▸ **EXTRACTED TEXT**
Start of Block
# Taken out by The Don!!!!!



## JonDot (Mar 7, 2008)

Don Franco does not use hitmen to do his dirty business!!!He takes care of it personally!!!!Got home today to find this mail bomb waiting on me!!:arghhhh::dribble: You my friend are a great BOTL!!!Can't waith to try thr DF's.


----------



## ctiicda (Jun 19, 2008)

OK that is alot of teasing on those DF's... my intrest is peaked darn it lol Another great hit! and on a very deserving BOTL!


----------



## LkyLindy (Feb 1, 2008)

The BOTL's on this site are CRAZED!!!!!!!!


----------



## ctiicda (Jun 19, 2008)

LkyLindy said:


> The BOTL's on this site are CRAZED!!!!!!!!


I think i saw that guy in the mirror this morning lol.


----------



## smokinj (Jan 16, 2008)

Another Outstanding A$$ raping!!


----------



## Don Francisco (Sep 9, 2008)

Enjoy them! Thanks for the "profile", hope I read it right. :mrcool:


----------



## KaiSQ (Aug 4, 2008)

WoW. Very nice.


----------



## Mikeyfresh518-cl (Sep 9, 2008)

don just doesnt stop dammmm..
handing out some NICE a$$ cigars
god bless u don


----------



## Don Francisco (Sep 9, 2008)

Mikeyfresh518 said:


> god bless u don


Thanks, he has, with the friends I have found here.


----------



## DBCcigar (Apr 24, 2008)

Nice!


----------



## AdReNaLiN jUnKeE (Aug 19, 2008)

awesome hit by lew as usual! man you werent joking!

and jon....do you have a couple cigars? lol


----------



## happy1 (Jun 29, 2007)

Another great hit on a most deserving bro


----------



## eggwhites (Apr 20, 2008)

I can't wait to try some of his sticks after they have been flying around like this.


----------



## MaduroSmoke (Sep 21, 2008)

wow wow


----------



## Scoop (Sep 20, 2007)

The man's on a roll. Nice hit!


----------



## jam (Dec 29, 2007)
End of Block
▸ **EXERCISE DIRECTIONS**
Extend the cigar forum thread above, starting with the reply under the final poster's name.

▸ **EXTRACTED MATERIAL**
Start of Block
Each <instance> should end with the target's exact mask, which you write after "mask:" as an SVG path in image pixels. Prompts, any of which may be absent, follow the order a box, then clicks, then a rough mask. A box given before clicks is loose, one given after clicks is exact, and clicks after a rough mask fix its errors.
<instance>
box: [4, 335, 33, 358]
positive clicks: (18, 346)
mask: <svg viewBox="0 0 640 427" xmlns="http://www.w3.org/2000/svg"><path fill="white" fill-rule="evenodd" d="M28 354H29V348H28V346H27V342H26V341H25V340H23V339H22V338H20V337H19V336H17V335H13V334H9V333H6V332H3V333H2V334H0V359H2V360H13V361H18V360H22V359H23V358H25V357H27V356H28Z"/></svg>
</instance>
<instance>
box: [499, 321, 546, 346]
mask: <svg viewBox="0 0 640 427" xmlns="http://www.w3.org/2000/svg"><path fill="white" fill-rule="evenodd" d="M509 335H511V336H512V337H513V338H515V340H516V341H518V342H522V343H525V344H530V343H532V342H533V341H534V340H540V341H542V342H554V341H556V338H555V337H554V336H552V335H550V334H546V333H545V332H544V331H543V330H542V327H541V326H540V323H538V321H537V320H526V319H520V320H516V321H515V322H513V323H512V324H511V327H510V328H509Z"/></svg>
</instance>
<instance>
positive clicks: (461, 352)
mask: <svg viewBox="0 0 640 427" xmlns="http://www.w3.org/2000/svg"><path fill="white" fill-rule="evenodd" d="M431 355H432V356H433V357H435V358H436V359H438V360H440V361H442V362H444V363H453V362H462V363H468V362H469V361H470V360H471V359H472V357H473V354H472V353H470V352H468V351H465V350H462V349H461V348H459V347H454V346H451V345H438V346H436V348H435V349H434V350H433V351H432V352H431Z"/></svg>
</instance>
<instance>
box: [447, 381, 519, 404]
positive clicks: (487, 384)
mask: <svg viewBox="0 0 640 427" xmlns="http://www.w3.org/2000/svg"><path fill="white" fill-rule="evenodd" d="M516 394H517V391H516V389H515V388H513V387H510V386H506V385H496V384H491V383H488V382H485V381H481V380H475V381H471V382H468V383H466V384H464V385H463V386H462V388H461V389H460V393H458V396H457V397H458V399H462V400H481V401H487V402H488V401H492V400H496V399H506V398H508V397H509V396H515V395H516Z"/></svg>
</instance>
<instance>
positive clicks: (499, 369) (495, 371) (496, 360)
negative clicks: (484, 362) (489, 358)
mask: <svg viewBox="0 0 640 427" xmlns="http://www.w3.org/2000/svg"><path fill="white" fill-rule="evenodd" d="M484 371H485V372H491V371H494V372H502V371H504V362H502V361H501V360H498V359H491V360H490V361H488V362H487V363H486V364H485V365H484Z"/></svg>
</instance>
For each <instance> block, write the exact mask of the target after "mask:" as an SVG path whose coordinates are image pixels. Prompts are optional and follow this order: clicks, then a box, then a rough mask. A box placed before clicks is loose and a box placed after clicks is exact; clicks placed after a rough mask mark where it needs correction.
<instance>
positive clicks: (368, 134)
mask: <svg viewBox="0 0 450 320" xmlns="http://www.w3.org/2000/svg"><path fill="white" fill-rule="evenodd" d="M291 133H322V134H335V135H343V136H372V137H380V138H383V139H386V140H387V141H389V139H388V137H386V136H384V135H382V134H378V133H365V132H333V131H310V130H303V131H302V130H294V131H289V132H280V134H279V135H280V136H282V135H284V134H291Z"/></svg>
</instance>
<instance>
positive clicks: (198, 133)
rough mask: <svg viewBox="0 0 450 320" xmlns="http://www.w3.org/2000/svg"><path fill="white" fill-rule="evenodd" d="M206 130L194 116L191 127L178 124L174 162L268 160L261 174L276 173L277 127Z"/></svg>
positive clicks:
End of Block
▸ **ANSWER TO THIS EXERCISE**
Dam don Franco is whacking alot of people round here 

....Great Smokes.........


----------



## CGARMAN23 (May 16, 2008)

Outstanding hit there and I think I spot a Monte 2. Very deserving BOTL.


----------



## SmoknTaz (Jun 18, 2008)

Some really great looking smokes there!


----------



## mdj65 (Jun 22, 2008)

And another great hit!


----------



## Vic81 (Aug 2, 2008)

awesome hit DON - knock'em dead......


----------



## ngetal (Jul 6, 2008)

looks tasty! enjoy....


----------



## Deuce Da Masta (Dec 4, 2006)

another well placed hit! Nice one.


----------



## ssuriano (Aug 24, 2008)

Sweet hit!


----------



## DOZER (Sep 30, 2007)

Nice hit!!


----------



## shroom91 (Mar 17, 2008)

another nice hit by Lew


----------



## karmaz00 (Dec 5, 2007)

on a tare you are. nice one


----------



## cboor001 (Aug 6, 2008)

Great hit... John you definitely deserve everything you get. hahaha. Way to go Lew.


----------



## ER Doc (Feb 8, 2007)

BOOM!

Lew is on a big ol' roll!

Well-deserved, John!


----------



## amateurke (Mar 28, 2008)

Outstanding again Lew!! Well deserved John!!


----------



## big04deuce (May 16, 2008)

another awesome blast!


----------



## Redbeard (Aug 7, 2006)

puff puff pass!!!!


----------



## Cypress (Jun 27, 2007)

That is a nice hit.


----------



## Wunderdawg (May 1, 2008)

That's a nice hiot right there.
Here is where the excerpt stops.